Exercise requirements:
Format the lines below as a numbered list, leaving out any blank lines.

[Records of point placements]
§ §
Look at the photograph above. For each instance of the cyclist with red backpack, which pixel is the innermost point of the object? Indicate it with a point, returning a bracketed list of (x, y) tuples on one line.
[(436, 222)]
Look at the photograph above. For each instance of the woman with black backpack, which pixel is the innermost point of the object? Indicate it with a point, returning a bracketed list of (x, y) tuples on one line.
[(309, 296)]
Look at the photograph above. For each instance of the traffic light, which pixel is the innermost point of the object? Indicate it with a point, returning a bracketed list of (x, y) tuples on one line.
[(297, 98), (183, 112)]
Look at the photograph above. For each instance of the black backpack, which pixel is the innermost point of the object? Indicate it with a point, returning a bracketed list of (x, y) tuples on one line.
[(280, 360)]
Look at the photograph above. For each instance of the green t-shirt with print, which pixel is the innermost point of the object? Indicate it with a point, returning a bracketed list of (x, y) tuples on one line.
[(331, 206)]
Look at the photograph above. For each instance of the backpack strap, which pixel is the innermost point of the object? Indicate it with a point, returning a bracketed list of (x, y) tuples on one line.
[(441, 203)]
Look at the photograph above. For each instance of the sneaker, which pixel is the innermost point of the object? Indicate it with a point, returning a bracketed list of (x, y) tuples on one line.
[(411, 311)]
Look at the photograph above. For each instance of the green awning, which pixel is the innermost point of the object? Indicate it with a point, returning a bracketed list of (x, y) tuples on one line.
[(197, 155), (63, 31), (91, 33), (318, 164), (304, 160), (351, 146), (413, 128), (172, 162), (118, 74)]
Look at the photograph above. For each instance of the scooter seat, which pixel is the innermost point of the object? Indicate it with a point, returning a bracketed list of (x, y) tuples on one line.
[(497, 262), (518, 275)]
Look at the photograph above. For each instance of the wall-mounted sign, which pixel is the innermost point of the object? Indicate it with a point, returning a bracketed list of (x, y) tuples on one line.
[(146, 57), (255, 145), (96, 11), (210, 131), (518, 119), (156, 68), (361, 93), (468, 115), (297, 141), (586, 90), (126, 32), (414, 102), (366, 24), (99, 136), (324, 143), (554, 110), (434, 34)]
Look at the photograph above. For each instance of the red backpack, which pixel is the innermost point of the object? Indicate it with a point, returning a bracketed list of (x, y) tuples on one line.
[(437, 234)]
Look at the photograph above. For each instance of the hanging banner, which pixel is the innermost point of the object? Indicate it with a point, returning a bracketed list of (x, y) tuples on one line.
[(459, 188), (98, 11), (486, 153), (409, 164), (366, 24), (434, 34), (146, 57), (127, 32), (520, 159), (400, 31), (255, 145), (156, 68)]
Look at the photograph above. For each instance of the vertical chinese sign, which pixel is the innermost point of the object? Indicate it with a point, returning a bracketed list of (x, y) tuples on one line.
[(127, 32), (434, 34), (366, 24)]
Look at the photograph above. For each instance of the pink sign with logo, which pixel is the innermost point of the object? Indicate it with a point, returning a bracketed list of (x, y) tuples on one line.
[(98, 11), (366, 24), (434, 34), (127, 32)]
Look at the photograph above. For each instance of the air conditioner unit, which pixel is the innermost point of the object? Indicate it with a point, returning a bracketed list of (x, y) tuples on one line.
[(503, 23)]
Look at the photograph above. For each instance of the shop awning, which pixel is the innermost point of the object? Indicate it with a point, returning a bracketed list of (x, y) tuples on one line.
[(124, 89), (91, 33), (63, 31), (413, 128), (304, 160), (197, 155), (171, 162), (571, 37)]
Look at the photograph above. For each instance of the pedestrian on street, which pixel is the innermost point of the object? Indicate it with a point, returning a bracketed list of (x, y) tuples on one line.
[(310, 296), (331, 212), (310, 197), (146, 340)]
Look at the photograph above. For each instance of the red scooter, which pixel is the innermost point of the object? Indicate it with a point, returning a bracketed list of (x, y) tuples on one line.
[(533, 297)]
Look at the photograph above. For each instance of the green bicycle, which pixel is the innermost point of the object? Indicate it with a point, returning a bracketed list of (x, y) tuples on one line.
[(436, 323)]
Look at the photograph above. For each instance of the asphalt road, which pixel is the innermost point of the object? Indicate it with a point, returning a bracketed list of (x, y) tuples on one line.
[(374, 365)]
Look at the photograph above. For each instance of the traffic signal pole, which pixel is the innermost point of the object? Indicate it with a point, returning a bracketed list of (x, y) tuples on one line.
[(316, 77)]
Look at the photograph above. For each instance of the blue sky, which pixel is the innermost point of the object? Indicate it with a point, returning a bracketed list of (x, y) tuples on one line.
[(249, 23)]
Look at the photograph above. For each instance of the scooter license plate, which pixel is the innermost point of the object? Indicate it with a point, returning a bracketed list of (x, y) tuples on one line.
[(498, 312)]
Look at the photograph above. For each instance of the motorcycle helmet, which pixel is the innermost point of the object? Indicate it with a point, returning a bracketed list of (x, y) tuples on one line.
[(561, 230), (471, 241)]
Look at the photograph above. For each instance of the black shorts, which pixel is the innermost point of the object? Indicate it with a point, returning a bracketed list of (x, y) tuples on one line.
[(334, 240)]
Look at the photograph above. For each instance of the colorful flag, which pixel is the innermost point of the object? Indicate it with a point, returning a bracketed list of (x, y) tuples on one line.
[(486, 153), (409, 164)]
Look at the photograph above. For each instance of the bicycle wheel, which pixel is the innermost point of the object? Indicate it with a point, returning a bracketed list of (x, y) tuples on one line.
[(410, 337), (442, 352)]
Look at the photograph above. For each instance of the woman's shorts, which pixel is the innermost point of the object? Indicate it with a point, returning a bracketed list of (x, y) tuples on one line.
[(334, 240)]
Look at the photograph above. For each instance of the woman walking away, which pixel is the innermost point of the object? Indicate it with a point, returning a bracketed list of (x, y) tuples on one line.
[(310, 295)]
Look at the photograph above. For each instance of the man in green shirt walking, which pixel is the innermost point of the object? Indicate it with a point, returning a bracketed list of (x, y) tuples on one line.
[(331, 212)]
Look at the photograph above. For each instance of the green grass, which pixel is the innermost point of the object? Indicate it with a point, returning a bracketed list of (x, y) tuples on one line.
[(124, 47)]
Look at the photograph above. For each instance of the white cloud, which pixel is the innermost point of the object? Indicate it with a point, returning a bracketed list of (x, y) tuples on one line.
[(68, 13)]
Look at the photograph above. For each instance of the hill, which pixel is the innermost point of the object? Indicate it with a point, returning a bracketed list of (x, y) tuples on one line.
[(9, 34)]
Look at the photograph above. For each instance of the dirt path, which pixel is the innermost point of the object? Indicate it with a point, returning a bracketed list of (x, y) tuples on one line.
§ §
Exercise solution:
1. Look at the photograph above. For each instance of the cyclist with red backpack, which pixel is the innermost point of the object? Indicate it with a point, returning a bracketed list of (x, y) tuples on one line.
2. [(436, 222)]
3. Look at the photograph above. For each instance of the woman with black backpack, which pixel is the innermost point of the object? Indicate it with a point, returning a bracketed list of (x, y) tuples on one line.
4. [(309, 296)]
5. Look at the photograph above. For each instance of the traffic light, which pixel is the innermost point of the object? Indicate it with a point, returning a bracketed list of (x, y) tuples on one line.
6. [(297, 98), (183, 112)]
7. Look at the photograph above. For each instance of the black backpack, which pixel is the innermost point of the object? Indicate it with a point, returning a bracketed list of (x, y) tuples on one line.
8. [(280, 360)]
9. Look at the photograph above. For each instance of the green t-shirt with print, which pixel is the innermost point of the object? Indicate it with a point, returning a bracketed list of (x, y) tuples on one line.
10. [(331, 206)]
11. Look at the photograph above. For each instance of the backpack strap, which pixel is the innermost point of the object? Indicate it with a point, returning a bracketed list of (x, y) tuples on one line.
12. [(441, 203)]
13. Look at the photograph above. For each instance of the sneaker, which pixel is the innermost point of the object? Indicate it with a point, returning a bracketed list of (x, y) tuples on one line.
14. [(411, 311)]
15. Look at the photograph above. For each instance of the green awning, which pixel is the innermost point of the object? Indicate it with a point, returning a bracketed list of (x, y) tuples on one line.
16. [(197, 155), (63, 31), (91, 33), (318, 164), (304, 160), (351, 146), (413, 128), (172, 162), (118, 74)]
17. Look at the photograph above. For each instance of the scooter seat, which pixel is the innermost point of the object? Indicate it with a point, returning a bracketed list of (x, y) tuples on one line.
18. [(497, 262), (518, 275)]
19. Look at the photograph above. For each instance of the wall-mounted sign, which pixel is the innermost point of the object? Indicate it with a point, returning a bracketed list of (x, y) tuples on one line.
20. [(146, 57), (255, 145), (96, 11), (210, 131), (518, 119), (156, 68), (361, 93), (468, 115), (297, 141), (586, 90), (126, 32), (414, 102), (366, 24), (99, 136), (324, 143), (554, 110), (434, 34)]
21. Look at the photograph above. For each instance of the red backpack, which pixel is the innermost point of the object? Indicate it with a point, returning a bracketed list of (x, y) tuples on one line.
22. [(437, 234)]
23. Look at the photograph above. For each instance of the hanging banner, which pixel is the innermost point of the object? Indicate it with a point, returning a bracketed list of (x, y) tuples on one line.
24. [(459, 188), (98, 11), (486, 153), (409, 164), (366, 24), (434, 34), (146, 57), (127, 32), (520, 159), (400, 31), (255, 145), (156, 68)]
25. Look at the photograph above. For each instance of the vertical chinese sign, which pixel is the innermost point of the object? Indicate it with a point, returning a bracketed list of (x, y) tuples on one line.
26. [(127, 32), (434, 34), (366, 24)]
27. Look at the photograph above. For each instance of the pink sign with logo, which pixel is the innermost point of the object? Indicate it with a point, returning a bracketed list of (x, y) tuples on one line.
28. [(98, 11), (366, 24), (434, 34), (127, 32)]
29. Look at the photograph above. For each instance of the air conditioner unit, which pixel is the innermost point of the object? Indicate it with a point, returning a bracketed list of (x, y) tuples on one line.
30. [(503, 23)]
31. Look at the photograph above. For each instance of the shop awning, which pixel is the innermost point of the object? Indicate it with a point, returning a bracketed list of (x, y) tuples on one line.
32. [(124, 89), (91, 33), (63, 31), (413, 128), (304, 160), (197, 155), (171, 162), (571, 37)]
33. Look at the photograph above. For each instance of the pedestrian on street, which pixel is the innermost point of the object? Indicate it with a point, returning a bracketed list of (x, y) tuples on one line.
34. [(310, 296), (331, 212), (310, 197), (146, 340)]
35. Look at the photograph above. For each instance of the red scooter, which pixel is the innermost point of the object? Indicate it with a point, returning a bracketed list of (x, y) tuples on one line.
36. [(533, 297)]
37. Look at the photograph above. For each instance of the green bicycle, which pixel is the innermost point of the object? Indicate it with a point, returning a bracketed list of (x, y) tuples on one line.
38. [(436, 323)]
39. Look at the photograph above. For each instance of the asphalt road, which pixel is the innermost point of the object? Indicate it with a point, returning a bracketed list of (x, y) tuples on one line.
40. [(374, 365)]
41. Look at the photograph above. For each instance of the traffic signal pole, which pixel is the innermost point of the object? Indicate it with a point, returning a bracketed list of (x, y) tuples on one line.
42. [(316, 77)]
43. Look at the photograph above. For each instance of the blue sky, which pixel is the innermost point of the object? Indicate it with a point, returning a bracketed list of (x, y) tuples on one line.
44. [(249, 23)]
45. Look at the photograph above. For each instance of the scooter license plate, which pixel is the innermost point of the object? Indicate it with a point, returning a bracketed list of (x, y) tuples on one line.
46. [(498, 312)]
47. Look at the photograph above. For each instance of the motorcycle helmet, which pixel is the innermost point of the object? Indicate it with a point, returning a bracketed list of (x, y) tuples on one line.
48. [(561, 230), (471, 241)]
49. Look at the photograph above. For each instance of the black shorts, which pixel is the innermost point of the object? Indicate it with a point, returning a bracketed list of (x, y) tuples on one line.
50. [(334, 240)]
51. Look at the photograph above. For each instance of the colorful flag, which pixel is the innermost point of the object? Indicate it with a point, returning a bracketed list of (x, y) tuples on one line.
52. [(486, 153), (409, 164)]
53. Look at the photograph above. For each instance of the bicycle wheel, which pixel is the innermost point of the object? Indicate it with a point, returning a bracketed list of (x, y) tuples on one line.
54. [(410, 337), (442, 352)]
55. Look at the photograph above. For each instance of the woman's shorts, which pixel is the innermost point of the object? Indicate it with a point, returning a bracketed list of (x, y) tuples on one line.
56. [(334, 240)]
57. Look at the photograph above. For each instance of the woman walking away, which pixel is the innermost point of the object? Indicate it with a point, returning a bracketed list of (x, y) tuples on one line.
58. [(310, 295)]
59. Look at the photograph above. For each instance of the man in green shirt walking, which pixel is the innermost point of the object? Indicate it with a point, returning a bracketed list of (x, y) tuples on one line.
60. [(331, 212)]
61. Look at the photograph above. For each instance of the green grass, which pixel is the innermost point of the object? Indicate it with a point, returning a bracketed list of (x, y) tuples on one line.
62. [(124, 47)]
63. Look at the photograph above. For each instance of the white cloud, which pixel is the innermost point of the object? Indicate it with a point, returning a bracketed list of (x, y) tuples on one line.
64. [(68, 13)]
65. Look at the photograph above. For each instance of the hill, which pixel is the innermost point of the object? Indicate it with a point, returning a bracketed list of (x, y) tuples on one line.
66. [(9, 34)]
67. Look at the photograph above. For each instance of the dirt path, which pixel is the innermost point of the object? Indicate it with a point, returning a bracketed list of (x, y) tuples on one line.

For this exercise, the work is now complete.